_WHAT YOU WILL DO:_
Give again, unchanged, the line that contains "Point out the man in grey" together with every line that follows it until the entries end.

_MATERIAL SUPPLIED:_
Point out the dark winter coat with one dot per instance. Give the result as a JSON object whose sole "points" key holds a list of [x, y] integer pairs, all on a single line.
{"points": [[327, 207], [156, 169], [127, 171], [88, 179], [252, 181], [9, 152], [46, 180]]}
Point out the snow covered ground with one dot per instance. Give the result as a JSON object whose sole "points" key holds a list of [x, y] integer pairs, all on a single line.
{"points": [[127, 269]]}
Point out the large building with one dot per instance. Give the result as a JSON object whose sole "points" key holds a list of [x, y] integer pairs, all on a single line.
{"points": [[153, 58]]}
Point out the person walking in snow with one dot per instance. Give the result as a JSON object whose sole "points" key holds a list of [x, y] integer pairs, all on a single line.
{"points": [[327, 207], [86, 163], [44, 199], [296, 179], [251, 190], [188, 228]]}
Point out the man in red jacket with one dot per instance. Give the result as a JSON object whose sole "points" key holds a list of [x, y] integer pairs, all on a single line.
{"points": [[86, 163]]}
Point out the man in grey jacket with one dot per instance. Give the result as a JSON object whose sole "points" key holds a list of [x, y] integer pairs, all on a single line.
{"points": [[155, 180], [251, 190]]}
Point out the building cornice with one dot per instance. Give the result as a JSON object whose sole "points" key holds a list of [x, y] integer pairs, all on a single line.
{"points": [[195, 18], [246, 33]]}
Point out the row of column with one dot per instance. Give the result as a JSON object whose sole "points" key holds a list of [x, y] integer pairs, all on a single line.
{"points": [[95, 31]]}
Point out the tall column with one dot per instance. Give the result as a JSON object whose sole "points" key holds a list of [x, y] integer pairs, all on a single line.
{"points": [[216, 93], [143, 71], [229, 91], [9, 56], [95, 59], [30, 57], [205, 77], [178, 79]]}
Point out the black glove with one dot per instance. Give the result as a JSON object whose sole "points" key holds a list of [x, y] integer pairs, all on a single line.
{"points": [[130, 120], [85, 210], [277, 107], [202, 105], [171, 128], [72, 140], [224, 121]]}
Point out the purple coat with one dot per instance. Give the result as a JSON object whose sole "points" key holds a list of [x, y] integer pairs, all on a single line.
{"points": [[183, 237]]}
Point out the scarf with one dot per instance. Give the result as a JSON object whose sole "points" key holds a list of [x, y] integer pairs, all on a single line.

_YOUR RESPONSE:_
Point out the man in grey jacket with one dot per instance. Give the result as a JSON object whose sole "points" key holds a list of [x, y] integer pairs, all on a single line.
{"points": [[155, 180], [251, 190]]}
Point out the building cornice with one dot per instance. Give the result as a JSON object whose sole "points" key holds a list of [x, y] integer pairs, all on a single line.
{"points": [[195, 18], [246, 33]]}
Point out the row of column with one dot per instance. Give the result as a JSON object whose sole "points" key holds a list of [x, y] integer pairs, all on a single line.
{"points": [[95, 31]]}
Point out the tall column with one dot per instance. Give the result as a JSON object whose sole "points" key holds a list of [x, y] integer pairs, all on a single line.
{"points": [[216, 93], [143, 71], [229, 91], [9, 56], [95, 59], [30, 57], [205, 77], [178, 79]]}
Point out the black glove with one dot per instance. Give the result as a JSON object whose sole "points" key holds a list of [x, y] integer pairs, all on a single line.
{"points": [[130, 120], [85, 210], [277, 107], [202, 105], [171, 128], [72, 140], [224, 121]]}
Point out the purple coat with one dot per instance. Give the result as a JSON object whose sole "points" key holds a list of [x, y] integer pairs, all on a single line.
{"points": [[183, 237]]}
Point out the scarf with one dot per instance. Give the result as a JSON object whose sole "points" key holds a list of [x, y] integer pairs, all on a single line.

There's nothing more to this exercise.